Extracted records:
================================

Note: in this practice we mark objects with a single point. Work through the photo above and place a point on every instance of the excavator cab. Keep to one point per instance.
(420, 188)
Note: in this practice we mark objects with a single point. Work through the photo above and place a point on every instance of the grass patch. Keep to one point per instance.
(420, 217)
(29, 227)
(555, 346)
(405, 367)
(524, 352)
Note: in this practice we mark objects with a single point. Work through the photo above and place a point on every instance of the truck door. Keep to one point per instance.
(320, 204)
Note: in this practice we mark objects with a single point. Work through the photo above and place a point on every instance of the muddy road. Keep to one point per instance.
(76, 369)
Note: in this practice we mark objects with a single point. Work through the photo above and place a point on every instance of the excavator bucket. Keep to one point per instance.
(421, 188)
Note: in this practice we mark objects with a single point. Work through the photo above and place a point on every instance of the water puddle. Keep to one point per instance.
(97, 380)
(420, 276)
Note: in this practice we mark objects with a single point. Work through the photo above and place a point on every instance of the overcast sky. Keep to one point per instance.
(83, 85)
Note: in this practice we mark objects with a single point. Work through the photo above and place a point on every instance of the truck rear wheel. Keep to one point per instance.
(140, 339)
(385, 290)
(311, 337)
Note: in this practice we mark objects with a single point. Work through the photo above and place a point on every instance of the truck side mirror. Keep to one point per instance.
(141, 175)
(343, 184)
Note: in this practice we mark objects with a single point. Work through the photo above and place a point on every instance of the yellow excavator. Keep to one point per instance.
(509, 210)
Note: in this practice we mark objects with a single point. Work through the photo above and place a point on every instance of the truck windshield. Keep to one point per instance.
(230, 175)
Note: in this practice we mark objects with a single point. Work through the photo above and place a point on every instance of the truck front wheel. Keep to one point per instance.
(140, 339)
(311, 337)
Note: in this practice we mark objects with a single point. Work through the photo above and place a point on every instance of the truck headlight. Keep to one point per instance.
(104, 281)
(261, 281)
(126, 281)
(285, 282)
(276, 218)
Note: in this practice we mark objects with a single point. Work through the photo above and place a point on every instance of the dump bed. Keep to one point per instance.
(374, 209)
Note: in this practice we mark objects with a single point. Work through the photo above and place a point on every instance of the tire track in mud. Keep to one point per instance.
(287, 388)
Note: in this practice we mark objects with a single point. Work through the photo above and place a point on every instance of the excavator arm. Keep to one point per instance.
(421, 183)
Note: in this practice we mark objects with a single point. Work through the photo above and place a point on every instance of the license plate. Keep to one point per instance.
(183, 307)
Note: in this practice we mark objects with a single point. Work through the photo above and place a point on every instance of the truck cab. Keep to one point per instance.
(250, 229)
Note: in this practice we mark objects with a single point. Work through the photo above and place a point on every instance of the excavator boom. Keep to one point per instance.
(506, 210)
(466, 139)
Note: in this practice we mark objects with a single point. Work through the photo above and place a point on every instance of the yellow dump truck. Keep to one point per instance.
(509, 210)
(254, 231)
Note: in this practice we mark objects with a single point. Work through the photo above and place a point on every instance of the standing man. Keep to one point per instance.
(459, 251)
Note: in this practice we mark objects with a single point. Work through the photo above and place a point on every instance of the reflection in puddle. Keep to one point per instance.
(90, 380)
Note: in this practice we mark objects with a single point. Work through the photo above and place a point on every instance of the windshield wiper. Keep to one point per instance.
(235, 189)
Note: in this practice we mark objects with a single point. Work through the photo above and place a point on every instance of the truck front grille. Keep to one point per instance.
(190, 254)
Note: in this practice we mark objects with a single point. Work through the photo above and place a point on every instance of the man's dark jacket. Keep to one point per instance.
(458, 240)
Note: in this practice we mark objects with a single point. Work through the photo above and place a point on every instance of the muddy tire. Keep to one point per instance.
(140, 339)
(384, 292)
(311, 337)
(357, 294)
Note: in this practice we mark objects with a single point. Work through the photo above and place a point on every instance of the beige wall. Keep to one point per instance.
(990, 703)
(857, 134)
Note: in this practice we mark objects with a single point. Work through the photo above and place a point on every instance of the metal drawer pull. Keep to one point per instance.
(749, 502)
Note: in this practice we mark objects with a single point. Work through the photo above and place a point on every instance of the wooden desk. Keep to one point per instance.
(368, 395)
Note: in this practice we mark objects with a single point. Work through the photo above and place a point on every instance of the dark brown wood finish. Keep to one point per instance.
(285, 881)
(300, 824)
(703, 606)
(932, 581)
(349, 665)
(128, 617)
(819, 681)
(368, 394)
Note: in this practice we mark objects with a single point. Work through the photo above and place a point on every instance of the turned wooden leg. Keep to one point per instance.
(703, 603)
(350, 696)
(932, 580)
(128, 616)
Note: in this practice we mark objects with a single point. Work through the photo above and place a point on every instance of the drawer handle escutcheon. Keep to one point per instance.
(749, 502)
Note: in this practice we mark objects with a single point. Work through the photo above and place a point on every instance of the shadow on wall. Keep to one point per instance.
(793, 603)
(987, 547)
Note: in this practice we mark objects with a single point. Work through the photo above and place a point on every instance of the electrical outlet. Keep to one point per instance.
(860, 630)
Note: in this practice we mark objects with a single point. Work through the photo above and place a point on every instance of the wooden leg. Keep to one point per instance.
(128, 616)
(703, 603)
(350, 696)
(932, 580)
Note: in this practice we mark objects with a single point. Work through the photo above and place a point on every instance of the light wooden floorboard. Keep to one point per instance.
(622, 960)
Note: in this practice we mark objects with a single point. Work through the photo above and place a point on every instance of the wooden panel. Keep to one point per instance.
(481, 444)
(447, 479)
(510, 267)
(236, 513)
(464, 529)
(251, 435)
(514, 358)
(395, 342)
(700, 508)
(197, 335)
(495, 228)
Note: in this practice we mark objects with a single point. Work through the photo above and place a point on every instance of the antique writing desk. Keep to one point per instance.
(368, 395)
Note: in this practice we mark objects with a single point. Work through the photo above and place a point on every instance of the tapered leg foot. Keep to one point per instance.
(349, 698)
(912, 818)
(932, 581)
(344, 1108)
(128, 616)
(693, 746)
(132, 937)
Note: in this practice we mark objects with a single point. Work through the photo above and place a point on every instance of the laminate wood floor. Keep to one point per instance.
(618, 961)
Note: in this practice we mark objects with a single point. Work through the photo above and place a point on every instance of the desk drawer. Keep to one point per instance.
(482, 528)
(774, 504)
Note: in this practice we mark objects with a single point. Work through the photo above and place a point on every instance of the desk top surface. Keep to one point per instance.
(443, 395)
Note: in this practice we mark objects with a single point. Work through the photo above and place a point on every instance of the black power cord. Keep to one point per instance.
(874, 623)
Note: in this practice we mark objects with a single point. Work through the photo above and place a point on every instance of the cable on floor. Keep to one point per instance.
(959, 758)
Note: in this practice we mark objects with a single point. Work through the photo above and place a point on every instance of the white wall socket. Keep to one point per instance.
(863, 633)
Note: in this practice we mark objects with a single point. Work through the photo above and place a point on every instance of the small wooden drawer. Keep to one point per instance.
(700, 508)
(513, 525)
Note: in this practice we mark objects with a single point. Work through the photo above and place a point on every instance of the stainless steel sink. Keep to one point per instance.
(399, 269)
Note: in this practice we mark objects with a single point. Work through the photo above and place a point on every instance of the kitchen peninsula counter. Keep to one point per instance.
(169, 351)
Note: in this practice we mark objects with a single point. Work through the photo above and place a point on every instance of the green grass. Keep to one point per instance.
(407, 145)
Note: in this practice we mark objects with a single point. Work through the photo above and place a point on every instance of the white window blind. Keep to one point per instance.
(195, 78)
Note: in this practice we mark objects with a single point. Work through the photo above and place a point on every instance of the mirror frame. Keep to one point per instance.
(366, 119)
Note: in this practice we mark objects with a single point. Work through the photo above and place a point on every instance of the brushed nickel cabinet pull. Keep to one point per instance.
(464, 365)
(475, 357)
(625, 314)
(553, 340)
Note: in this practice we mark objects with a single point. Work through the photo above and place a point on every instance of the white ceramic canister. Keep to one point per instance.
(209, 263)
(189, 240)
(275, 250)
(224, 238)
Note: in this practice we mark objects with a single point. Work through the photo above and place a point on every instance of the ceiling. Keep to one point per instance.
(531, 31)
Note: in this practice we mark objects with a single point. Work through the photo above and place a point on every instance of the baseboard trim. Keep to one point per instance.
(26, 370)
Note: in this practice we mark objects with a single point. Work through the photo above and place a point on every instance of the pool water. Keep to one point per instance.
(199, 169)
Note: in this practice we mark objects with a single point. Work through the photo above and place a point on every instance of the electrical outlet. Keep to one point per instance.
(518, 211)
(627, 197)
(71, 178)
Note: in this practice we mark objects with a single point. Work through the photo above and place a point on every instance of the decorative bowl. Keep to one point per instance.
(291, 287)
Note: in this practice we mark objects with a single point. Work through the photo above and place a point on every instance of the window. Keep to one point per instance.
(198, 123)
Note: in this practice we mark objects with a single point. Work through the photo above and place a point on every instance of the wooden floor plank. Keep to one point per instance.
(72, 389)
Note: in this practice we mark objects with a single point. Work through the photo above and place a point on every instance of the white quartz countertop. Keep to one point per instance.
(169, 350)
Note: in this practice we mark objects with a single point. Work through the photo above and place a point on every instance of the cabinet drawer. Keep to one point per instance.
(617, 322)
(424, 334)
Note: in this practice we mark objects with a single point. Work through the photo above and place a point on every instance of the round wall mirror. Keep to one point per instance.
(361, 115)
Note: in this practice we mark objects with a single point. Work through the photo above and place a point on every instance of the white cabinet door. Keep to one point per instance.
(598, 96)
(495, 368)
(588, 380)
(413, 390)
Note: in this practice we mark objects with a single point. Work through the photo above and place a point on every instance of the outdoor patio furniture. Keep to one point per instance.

================================

• GIVEN INSTRUCTION
Repeat exactly the lines from the line containing "countertop. Keep to one point per instance." through the end of the listing above; both boundary lines are part of the output.

• EXPECTED ANSWER
Note: in this practice we mark objects with a single point. Work through the photo above and place a point on every instance of the white quartz countertop. Keep to one point per instance.
(169, 350)
Note: in this practice we mark objects with a single point. Work through the photo above and place a point on every instance of the cabinet drawer. Keep to one point per instance.
(617, 322)
(424, 334)
Note: in this practice we mark objects with a single point. Work through the photo above and place a point on every instance of the round wall mirror. Keep to one point per instance.
(361, 115)
Note: in this practice we mark objects with a single point. Work through the photo above and place a point on every instance of the white cabinet door. Keep to one point per instance.
(598, 96)
(495, 368)
(588, 380)
(413, 390)
Note: in this practice we mark objects with a single point. Work through the photo above and place a point on every instance of the outdoor patio furniture. Keep to one point per instance.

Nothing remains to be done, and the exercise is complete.